▶ _Instruções_
a) Cite, por favor, o trecho sobre altruísmo e egoísmo começando em "Altruísmo ou egoísmo: Qual" e terminando em "ajudar esta senhora?".
b) Segundo o trecho sobre altruísmo e egoísmo, o que é uma motivação egoísta?

▶ _Trecho do texto_
☆ ☆ ☆ ☆ ☆ ☆ ☆

Altruísmo ou egoísmo: Qual é a motivação para a generosidade?

Qual é a nossa motivação quando ajudamos alguém?

Imagine que você acaba de ajudar uma senhora simpática, mas com dificuldade de andar, a atravessar uma rua. Ao terminar a travessia, ela lhe agradece com um grande sorriso no rosto e você se sente muito bem por ter ajudado ela. Nessa situação, qual teria sido a sua motivação para ajudar esta senhora?

Uma possível resposta a isso é que a sua capacidade de experienciar estados afetivos correspondentes aos estados afetivos de outra pessoa que você está observando (ou imaginando) e à qual você consegue reconhecer que é a fonte do seu estado afetivo atual – a famosa empatia [1]* – te induziu a uma motivação altruísta, ou seja, a um estado motivacional com o objetivo final de aumentar o bem-estar daquela senhora [2].

Outra possibilidade é que o seu ato solidário foi influenciado por uma motivação egoísta, ou seja, um estado motivacional visando aumentar o seu próprio bem-estar. Muitos acreditam que todas as nossas ações bondosas são movidas por motivações egoístas, já que, quase sempre, podemos nos beneficiar – mesmo que indiretamente – quando ajudamos outra pessoa (no exemplo anterior, o benefício poderia ser o sentimento positivo resultante da ajuda, por exemplo). Mas será que esta hipótese, a do egoísmo universal, está sempre por detrás da prosocialidade humana? Uma rica linha de pesquisa indica que não.

☆ ☆ ☆ ☆ ☆ ☆ ☆

▶ _Registros de dados_
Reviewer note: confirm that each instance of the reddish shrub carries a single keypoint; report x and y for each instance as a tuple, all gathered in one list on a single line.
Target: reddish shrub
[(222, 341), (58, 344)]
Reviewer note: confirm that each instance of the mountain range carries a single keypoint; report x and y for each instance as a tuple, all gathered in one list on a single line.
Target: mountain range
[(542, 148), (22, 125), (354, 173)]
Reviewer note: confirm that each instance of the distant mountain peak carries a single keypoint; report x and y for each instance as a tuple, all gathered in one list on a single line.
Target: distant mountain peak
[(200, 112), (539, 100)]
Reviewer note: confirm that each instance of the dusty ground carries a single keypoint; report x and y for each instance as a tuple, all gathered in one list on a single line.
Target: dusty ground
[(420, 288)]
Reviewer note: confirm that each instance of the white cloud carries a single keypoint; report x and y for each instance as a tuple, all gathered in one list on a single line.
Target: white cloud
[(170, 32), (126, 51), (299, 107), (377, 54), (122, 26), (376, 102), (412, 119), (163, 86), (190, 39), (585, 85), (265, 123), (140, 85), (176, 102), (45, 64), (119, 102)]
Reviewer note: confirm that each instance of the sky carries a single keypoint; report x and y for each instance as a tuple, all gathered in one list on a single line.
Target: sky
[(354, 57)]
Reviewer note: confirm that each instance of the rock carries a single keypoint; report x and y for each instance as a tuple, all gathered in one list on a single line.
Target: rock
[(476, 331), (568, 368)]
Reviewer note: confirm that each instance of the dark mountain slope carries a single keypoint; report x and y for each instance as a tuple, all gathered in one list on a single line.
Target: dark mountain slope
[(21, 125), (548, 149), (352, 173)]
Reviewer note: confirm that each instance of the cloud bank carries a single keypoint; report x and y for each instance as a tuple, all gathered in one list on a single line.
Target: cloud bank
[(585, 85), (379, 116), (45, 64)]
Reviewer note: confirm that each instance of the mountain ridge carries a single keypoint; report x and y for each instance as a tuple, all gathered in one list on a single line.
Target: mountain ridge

☆ ☆ ☆ ☆ ☆ ☆ ☆

▶ _Soluções comentadas_
a)
Altruísmo ou egoísmo: Qual é a motivação para a generosidade?

Qual é a nossa motivação quando ajudamos alguém?

Imagine que você acaba de ajudar uma senhora simpática, mas com dificuldade de andar, a atravessar uma rua. Ao terminar a travessia, ela lhe agradece com um grande sorriso no rosto e você se sente muito bem por ter ajudado ela. Nessa situação, qual teria sido a sua motivação para ajudar esta senhora?

b) É um estado motivacional que visa aumentar o próprio bem-estar.